▸ **Task to complete**
In the listing below, print exactly the lines between the line holding "shadow on road." and the line holding "the asphalt road.", inclusive, and no more.

▸ **Records provided**
========

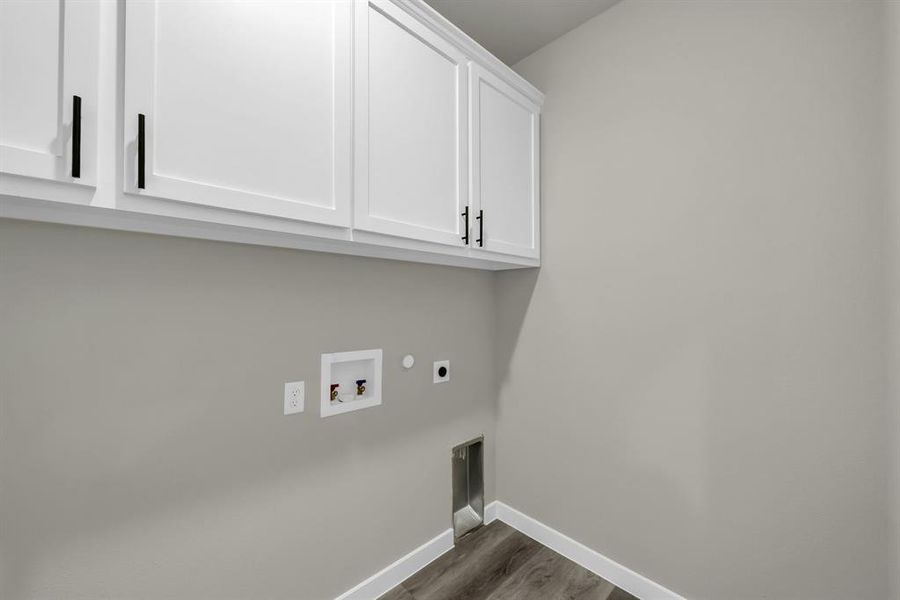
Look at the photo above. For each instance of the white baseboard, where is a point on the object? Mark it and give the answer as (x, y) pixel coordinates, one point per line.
(623, 577)
(391, 576)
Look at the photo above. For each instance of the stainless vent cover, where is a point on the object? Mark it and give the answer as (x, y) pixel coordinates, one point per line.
(468, 487)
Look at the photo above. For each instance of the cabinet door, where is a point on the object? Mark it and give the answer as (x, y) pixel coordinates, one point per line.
(48, 57)
(411, 128)
(505, 167)
(247, 105)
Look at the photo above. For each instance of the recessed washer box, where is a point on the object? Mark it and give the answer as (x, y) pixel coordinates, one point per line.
(350, 381)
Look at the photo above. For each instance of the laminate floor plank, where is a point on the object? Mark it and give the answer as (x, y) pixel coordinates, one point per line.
(496, 562)
(480, 572)
(620, 594)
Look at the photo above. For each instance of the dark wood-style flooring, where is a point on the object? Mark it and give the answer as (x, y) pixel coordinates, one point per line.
(497, 562)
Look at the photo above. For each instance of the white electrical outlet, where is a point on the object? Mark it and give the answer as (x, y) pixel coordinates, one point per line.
(294, 395)
(441, 371)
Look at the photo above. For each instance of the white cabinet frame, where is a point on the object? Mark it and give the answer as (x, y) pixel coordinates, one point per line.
(78, 70)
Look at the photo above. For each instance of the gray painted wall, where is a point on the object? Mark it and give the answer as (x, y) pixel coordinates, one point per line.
(694, 384)
(892, 40)
(144, 453)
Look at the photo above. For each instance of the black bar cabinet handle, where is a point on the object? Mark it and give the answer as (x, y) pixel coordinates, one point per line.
(480, 240)
(140, 151)
(465, 214)
(76, 136)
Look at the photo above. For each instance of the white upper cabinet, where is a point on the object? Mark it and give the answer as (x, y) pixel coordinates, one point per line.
(48, 89)
(369, 127)
(246, 105)
(411, 138)
(505, 167)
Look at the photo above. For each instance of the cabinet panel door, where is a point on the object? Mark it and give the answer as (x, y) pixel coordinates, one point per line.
(247, 105)
(505, 166)
(411, 128)
(48, 55)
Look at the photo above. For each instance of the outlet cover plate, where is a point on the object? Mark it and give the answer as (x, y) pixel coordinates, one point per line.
(437, 371)
(294, 397)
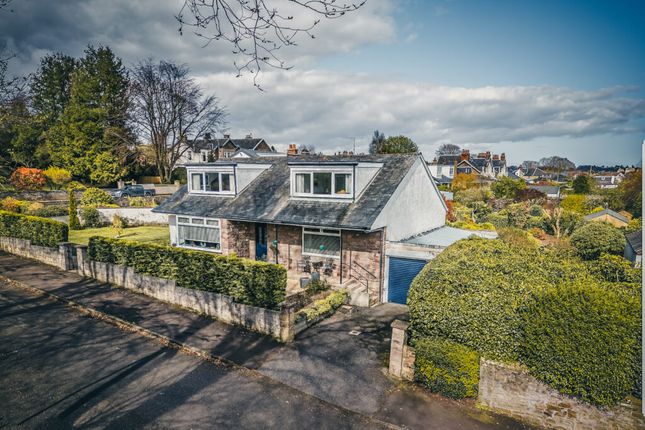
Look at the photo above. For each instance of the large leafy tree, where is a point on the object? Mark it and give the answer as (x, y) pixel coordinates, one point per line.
(398, 145)
(94, 122)
(170, 108)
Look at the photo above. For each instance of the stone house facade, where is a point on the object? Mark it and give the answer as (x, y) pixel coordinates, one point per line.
(330, 217)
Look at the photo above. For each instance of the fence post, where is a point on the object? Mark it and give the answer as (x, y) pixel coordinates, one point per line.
(399, 340)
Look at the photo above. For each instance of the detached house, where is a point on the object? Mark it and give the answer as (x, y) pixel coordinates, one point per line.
(329, 216)
(204, 150)
(483, 164)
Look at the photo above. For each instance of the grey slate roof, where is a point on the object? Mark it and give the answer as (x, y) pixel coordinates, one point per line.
(635, 240)
(267, 198)
(607, 212)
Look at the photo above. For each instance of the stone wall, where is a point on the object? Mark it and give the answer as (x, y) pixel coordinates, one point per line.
(512, 391)
(60, 257)
(133, 215)
(278, 324)
(363, 252)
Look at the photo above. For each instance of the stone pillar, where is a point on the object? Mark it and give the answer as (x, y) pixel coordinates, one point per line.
(81, 259)
(287, 323)
(398, 342)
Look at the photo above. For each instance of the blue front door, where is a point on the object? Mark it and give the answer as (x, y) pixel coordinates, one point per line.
(401, 273)
(260, 242)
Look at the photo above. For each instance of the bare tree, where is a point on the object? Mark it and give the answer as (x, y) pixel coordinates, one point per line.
(256, 28)
(170, 109)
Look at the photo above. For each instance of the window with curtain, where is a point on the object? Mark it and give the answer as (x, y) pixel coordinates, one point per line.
(199, 233)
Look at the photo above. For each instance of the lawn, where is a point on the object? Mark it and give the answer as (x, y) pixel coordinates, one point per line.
(146, 234)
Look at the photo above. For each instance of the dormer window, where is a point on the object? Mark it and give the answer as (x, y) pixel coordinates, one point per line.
(219, 182)
(322, 183)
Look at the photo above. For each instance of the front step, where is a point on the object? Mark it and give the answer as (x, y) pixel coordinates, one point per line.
(357, 294)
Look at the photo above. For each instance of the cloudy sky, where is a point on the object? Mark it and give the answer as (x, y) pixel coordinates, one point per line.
(531, 79)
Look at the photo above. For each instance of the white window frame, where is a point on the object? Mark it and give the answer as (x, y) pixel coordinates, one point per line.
(195, 221)
(315, 169)
(220, 172)
(321, 231)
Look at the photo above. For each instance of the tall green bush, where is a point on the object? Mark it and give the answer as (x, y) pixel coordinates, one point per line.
(40, 231)
(246, 281)
(595, 238)
(74, 222)
(584, 340)
(472, 291)
(446, 367)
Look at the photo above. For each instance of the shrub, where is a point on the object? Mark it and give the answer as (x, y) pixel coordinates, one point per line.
(24, 178)
(10, 204)
(95, 197)
(517, 237)
(471, 292)
(447, 367)
(91, 217)
(251, 282)
(583, 340)
(614, 268)
(57, 176)
(40, 231)
(324, 307)
(141, 202)
(595, 238)
(74, 223)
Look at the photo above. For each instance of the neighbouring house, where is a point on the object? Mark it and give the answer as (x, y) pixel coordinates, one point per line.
(337, 217)
(609, 216)
(608, 180)
(209, 149)
(483, 164)
(551, 191)
(634, 248)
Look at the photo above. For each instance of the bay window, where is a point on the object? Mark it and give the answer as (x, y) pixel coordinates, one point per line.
(321, 242)
(199, 233)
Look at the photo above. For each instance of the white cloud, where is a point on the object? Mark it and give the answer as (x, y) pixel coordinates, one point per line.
(330, 109)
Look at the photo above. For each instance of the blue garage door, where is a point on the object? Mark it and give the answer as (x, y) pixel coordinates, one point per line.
(401, 273)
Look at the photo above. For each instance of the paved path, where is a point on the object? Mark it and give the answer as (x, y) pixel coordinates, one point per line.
(325, 361)
(60, 369)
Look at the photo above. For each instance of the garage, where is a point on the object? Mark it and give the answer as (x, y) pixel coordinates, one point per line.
(401, 272)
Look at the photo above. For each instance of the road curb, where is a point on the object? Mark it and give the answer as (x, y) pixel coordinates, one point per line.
(177, 345)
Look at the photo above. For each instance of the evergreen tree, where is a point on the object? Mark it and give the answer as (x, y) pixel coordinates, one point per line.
(94, 120)
(378, 139)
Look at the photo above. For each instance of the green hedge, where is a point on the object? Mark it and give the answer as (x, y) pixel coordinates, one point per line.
(584, 340)
(325, 306)
(40, 231)
(246, 281)
(447, 367)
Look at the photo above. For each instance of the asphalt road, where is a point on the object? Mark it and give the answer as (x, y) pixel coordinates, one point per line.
(59, 369)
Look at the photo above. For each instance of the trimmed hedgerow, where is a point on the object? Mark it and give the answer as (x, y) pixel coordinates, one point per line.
(246, 281)
(471, 293)
(40, 231)
(584, 340)
(595, 238)
(446, 367)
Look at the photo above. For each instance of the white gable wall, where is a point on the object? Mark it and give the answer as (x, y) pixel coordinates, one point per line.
(415, 207)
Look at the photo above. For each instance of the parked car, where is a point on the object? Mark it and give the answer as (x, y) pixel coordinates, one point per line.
(132, 191)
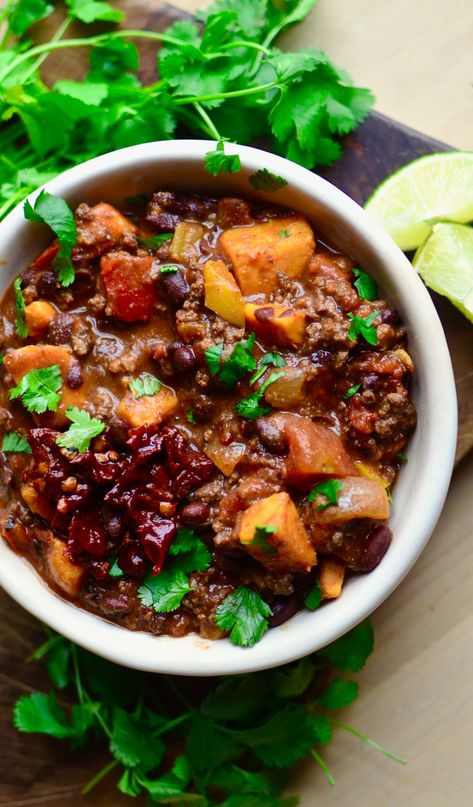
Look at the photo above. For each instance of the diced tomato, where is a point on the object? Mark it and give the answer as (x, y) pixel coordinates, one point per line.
(46, 258)
(130, 289)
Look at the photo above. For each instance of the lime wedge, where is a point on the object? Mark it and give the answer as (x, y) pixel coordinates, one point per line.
(445, 263)
(433, 188)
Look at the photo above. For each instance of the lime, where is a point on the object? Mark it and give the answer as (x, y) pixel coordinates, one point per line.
(445, 263)
(433, 188)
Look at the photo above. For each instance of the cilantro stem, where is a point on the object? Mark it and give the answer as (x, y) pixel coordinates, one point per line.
(57, 36)
(209, 124)
(101, 774)
(368, 741)
(192, 99)
(323, 766)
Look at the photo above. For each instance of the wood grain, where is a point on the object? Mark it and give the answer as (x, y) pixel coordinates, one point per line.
(428, 665)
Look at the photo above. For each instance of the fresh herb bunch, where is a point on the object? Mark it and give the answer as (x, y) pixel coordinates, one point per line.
(229, 747)
(221, 77)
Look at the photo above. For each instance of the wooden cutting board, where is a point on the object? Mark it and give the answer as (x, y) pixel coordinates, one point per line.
(40, 771)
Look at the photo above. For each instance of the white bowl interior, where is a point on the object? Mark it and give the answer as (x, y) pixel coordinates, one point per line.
(422, 486)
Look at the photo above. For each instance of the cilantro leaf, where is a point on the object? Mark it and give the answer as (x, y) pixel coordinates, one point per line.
(190, 417)
(339, 694)
(212, 357)
(146, 385)
(264, 180)
(268, 359)
(245, 615)
(363, 326)
(55, 212)
(165, 591)
(285, 737)
(14, 442)
(349, 652)
(20, 324)
(38, 389)
(261, 539)
(94, 11)
(26, 13)
(330, 489)
(82, 430)
(131, 745)
(314, 597)
(168, 268)
(41, 713)
(249, 407)
(352, 391)
(365, 285)
(217, 162)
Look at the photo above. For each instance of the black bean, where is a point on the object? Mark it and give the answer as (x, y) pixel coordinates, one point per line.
(195, 513)
(271, 436)
(175, 286)
(373, 549)
(74, 377)
(283, 608)
(59, 332)
(184, 359)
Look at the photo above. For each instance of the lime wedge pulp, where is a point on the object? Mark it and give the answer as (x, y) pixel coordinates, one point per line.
(438, 187)
(445, 264)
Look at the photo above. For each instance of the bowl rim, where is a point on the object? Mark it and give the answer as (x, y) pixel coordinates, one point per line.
(307, 632)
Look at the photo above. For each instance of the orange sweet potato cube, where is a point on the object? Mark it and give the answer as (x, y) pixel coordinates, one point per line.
(222, 294)
(331, 577)
(149, 408)
(259, 252)
(286, 547)
(277, 324)
(38, 315)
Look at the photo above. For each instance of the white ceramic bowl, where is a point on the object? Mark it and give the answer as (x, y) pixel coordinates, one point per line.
(422, 486)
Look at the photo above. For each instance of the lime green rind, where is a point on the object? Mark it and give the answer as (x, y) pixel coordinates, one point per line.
(432, 188)
(445, 263)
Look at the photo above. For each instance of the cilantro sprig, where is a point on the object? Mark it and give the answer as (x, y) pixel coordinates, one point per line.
(39, 389)
(20, 324)
(240, 362)
(146, 385)
(165, 591)
(329, 489)
(223, 79)
(245, 615)
(55, 212)
(249, 407)
(363, 326)
(177, 743)
(82, 430)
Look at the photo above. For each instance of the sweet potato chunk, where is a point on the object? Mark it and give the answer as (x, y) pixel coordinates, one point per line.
(226, 458)
(99, 229)
(276, 324)
(257, 253)
(66, 574)
(38, 315)
(149, 408)
(315, 451)
(285, 549)
(358, 497)
(129, 286)
(34, 357)
(331, 577)
(222, 294)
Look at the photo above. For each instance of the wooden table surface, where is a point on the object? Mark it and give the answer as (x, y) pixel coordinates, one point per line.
(416, 690)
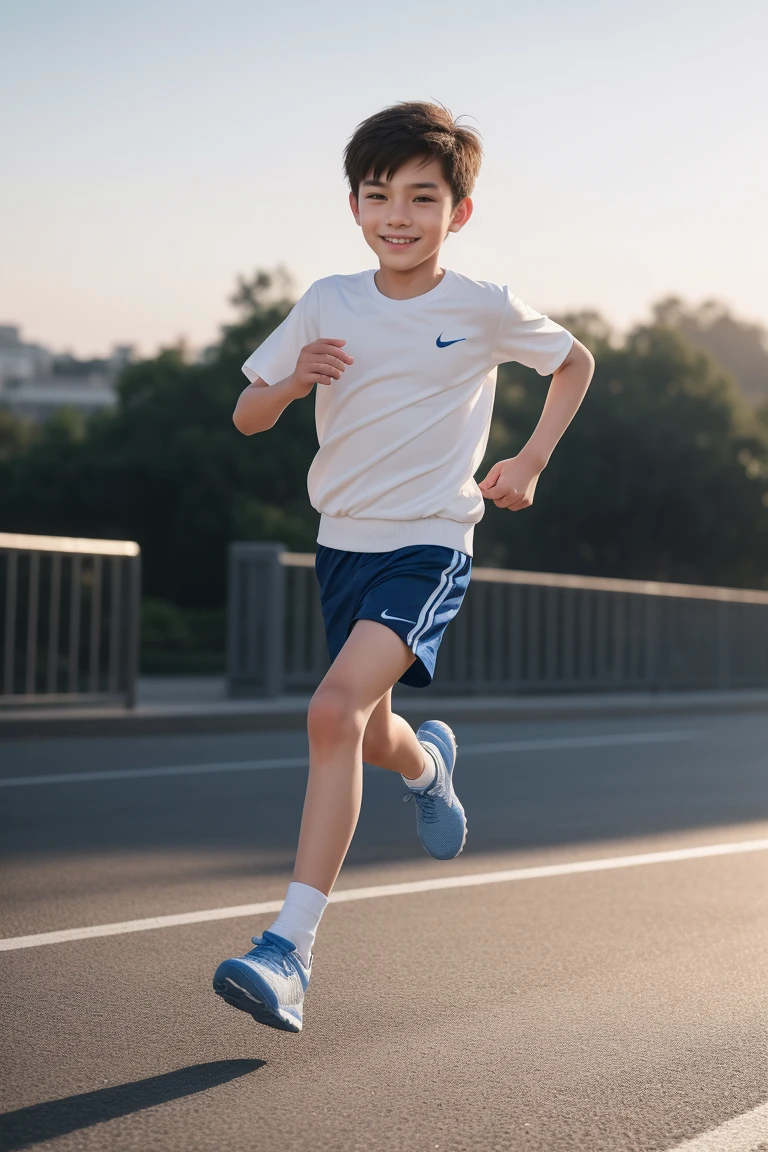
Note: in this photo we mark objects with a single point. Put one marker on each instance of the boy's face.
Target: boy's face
(407, 218)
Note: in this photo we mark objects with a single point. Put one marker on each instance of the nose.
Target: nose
(398, 215)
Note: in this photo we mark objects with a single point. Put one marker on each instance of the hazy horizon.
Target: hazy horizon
(153, 153)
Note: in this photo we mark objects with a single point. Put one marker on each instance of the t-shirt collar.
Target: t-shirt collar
(412, 301)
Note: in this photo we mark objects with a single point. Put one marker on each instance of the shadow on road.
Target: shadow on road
(55, 1118)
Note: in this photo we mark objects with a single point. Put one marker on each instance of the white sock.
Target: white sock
(427, 775)
(299, 917)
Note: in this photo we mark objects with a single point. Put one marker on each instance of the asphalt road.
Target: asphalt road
(594, 1010)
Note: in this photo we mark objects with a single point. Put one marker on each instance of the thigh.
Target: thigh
(372, 659)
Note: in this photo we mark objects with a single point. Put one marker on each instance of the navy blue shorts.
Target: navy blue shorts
(416, 591)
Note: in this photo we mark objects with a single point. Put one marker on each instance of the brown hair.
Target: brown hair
(392, 137)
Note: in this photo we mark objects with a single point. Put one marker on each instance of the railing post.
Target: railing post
(256, 620)
(134, 629)
(723, 645)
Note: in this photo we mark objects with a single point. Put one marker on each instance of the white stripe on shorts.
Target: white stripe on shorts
(435, 599)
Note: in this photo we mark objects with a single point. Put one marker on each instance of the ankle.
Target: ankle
(427, 774)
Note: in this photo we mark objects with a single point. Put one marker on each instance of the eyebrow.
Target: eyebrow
(382, 183)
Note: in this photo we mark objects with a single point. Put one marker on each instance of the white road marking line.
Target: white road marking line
(301, 762)
(346, 895)
(746, 1132)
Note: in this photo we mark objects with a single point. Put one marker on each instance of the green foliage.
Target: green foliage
(177, 641)
(15, 434)
(168, 468)
(739, 347)
(662, 475)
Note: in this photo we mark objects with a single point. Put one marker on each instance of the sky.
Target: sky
(154, 150)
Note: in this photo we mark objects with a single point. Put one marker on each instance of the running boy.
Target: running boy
(404, 361)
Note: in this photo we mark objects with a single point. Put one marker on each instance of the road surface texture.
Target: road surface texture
(602, 987)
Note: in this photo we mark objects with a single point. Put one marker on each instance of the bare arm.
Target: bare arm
(260, 404)
(511, 483)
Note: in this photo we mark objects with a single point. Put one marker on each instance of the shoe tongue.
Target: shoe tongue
(280, 941)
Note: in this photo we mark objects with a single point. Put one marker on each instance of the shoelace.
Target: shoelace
(425, 803)
(272, 952)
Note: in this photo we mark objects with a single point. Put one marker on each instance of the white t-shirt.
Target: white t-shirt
(405, 427)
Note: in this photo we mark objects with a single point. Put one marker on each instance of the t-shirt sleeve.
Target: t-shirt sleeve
(275, 358)
(530, 338)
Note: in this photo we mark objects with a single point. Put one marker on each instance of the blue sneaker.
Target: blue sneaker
(440, 819)
(268, 982)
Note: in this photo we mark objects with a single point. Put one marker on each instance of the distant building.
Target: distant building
(36, 381)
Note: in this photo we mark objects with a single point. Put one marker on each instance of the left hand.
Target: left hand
(510, 484)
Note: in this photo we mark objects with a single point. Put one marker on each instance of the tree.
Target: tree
(168, 469)
(739, 347)
(662, 475)
(663, 472)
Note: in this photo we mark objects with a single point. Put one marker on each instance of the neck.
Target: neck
(408, 282)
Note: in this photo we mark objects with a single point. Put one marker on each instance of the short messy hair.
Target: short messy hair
(404, 131)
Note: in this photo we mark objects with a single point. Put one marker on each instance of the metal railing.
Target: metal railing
(69, 620)
(517, 631)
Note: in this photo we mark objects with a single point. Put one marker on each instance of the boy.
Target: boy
(404, 361)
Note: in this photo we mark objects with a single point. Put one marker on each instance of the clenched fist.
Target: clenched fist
(510, 484)
(321, 362)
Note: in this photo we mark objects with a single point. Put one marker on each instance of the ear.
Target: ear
(461, 214)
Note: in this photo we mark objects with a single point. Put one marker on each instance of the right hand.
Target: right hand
(321, 362)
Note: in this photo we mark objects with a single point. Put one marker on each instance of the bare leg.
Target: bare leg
(389, 742)
(371, 661)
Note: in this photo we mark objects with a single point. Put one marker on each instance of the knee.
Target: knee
(333, 718)
(377, 745)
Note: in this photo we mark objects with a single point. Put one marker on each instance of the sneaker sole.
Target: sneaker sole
(237, 997)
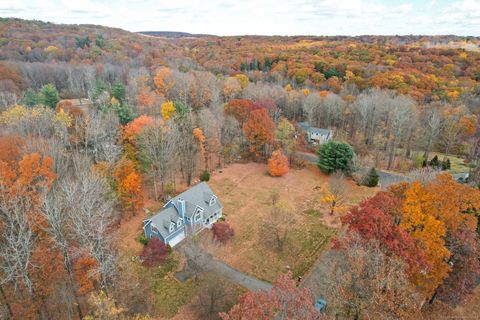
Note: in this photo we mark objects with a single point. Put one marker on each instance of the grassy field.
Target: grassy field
(245, 191)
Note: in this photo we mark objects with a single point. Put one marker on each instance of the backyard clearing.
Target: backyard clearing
(245, 190)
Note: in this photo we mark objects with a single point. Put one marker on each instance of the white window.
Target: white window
(212, 201)
(197, 217)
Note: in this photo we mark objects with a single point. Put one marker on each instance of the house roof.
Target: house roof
(320, 131)
(163, 220)
(306, 126)
(198, 195)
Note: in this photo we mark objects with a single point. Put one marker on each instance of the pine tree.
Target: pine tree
(371, 180)
(333, 156)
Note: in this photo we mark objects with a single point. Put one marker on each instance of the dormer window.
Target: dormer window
(212, 201)
(197, 216)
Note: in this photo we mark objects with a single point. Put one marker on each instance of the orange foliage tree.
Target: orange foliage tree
(129, 185)
(259, 130)
(277, 164)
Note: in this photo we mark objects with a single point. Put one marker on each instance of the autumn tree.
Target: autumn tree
(129, 185)
(334, 194)
(284, 301)
(418, 219)
(239, 109)
(377, 219)
(156, 147)
(259, 131)
(162, 81)
(285, 136)
(277, 164)
(22, 187)
(168, 110)
(134, 128)
(359, 280)
(49, 96)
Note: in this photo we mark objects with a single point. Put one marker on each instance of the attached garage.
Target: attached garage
(173, 241)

========

▸ **Task solution**
Note: in this photo we mark objects with a single point. Put one marker on each instance of the shadow on road.
Target: shadow on road
(55, 1118)
Note: in this photo we mark objects with a single point. Put one marker on each instance of the white sock.
Target: white sock
(427, 775)
(299, 917)
Note: in this photo we mark objects with a single point. Put one marker on each instance of the asphalt road.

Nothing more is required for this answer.